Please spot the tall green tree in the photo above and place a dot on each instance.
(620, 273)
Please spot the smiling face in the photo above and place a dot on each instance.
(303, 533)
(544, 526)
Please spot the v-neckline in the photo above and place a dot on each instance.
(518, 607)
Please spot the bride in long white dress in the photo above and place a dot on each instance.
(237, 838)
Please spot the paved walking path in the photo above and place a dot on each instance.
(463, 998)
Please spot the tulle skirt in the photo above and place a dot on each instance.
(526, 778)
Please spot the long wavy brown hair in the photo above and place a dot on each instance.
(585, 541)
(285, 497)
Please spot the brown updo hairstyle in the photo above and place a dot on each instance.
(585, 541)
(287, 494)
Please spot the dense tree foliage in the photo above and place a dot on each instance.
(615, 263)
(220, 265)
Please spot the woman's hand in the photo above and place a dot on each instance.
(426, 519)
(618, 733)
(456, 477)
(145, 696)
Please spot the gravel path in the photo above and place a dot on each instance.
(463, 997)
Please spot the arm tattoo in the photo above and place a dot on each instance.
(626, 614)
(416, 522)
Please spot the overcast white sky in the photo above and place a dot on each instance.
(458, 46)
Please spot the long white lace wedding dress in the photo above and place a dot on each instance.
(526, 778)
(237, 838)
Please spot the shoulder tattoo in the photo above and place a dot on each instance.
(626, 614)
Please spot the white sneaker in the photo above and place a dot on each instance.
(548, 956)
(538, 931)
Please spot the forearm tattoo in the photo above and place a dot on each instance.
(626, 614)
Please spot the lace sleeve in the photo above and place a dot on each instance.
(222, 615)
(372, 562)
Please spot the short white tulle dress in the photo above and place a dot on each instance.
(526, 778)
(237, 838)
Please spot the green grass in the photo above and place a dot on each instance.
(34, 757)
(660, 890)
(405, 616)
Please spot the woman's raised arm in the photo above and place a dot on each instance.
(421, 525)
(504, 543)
- - - - -
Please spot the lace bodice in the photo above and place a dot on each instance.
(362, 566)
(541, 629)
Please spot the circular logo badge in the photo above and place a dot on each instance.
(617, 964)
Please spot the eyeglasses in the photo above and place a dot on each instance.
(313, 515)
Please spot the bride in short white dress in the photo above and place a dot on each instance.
- - - - -
Task to complete: Report how many lines of the listing above contain the string "white". Matching is case-sensitive, and the reply should be the number alone.

Output for this task: 6